ACTIVITY:
Lines before the one containing "Objective — for every instance of the stucco" are to be left out; that line and every line after it, through the last line below, are to be reproduced exactly.

SUPPLIED RECORDS:
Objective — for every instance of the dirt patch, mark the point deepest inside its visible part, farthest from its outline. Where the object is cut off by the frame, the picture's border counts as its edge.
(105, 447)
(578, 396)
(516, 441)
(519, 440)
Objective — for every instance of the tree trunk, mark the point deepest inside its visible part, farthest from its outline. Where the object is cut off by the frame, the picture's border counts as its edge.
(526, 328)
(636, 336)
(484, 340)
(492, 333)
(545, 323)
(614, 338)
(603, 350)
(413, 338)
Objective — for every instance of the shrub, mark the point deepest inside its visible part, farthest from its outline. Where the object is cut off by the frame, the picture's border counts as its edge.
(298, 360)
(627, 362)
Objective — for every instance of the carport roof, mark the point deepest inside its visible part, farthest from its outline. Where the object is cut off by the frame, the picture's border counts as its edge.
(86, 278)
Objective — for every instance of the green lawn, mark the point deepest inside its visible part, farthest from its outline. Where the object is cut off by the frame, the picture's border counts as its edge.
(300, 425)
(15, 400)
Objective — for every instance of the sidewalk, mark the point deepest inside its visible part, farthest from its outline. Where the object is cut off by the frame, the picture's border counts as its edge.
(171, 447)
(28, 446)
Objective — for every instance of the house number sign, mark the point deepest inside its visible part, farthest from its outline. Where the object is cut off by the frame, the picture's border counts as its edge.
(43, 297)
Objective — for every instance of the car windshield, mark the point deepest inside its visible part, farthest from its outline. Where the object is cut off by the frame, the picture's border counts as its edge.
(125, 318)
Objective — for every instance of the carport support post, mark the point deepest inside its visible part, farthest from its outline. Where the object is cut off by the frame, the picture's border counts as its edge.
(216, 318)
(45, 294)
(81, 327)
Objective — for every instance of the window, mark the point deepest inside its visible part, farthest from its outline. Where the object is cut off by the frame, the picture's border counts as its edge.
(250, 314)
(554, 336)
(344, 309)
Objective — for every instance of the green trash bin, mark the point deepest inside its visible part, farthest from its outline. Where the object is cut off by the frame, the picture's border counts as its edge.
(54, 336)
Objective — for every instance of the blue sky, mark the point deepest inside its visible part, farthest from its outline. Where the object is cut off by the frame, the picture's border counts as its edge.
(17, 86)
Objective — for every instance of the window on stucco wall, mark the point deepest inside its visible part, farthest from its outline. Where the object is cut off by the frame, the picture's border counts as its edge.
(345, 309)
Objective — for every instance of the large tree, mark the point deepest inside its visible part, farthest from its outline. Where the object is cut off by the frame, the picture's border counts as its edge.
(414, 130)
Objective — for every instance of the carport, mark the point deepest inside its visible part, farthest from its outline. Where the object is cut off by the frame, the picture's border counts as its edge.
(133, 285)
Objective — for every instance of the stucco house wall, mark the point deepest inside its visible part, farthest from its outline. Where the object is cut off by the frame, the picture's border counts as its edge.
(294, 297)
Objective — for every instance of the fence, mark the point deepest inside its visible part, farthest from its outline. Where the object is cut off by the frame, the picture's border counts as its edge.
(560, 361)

YOUR SOLUTION:
Objective — for every instance of the stucco house wall, mark the point deepest inside its visible part, farthest from its outline. Where the object is cut off by the frame, the picture's border counts as its edge.
(294, 297)
Objective — for every instance of the fence, mark the point deepest inside its visible part, farthest from its outline. Where the object is cut off by the frame, the picture's border counts as its edge.
(560, 361)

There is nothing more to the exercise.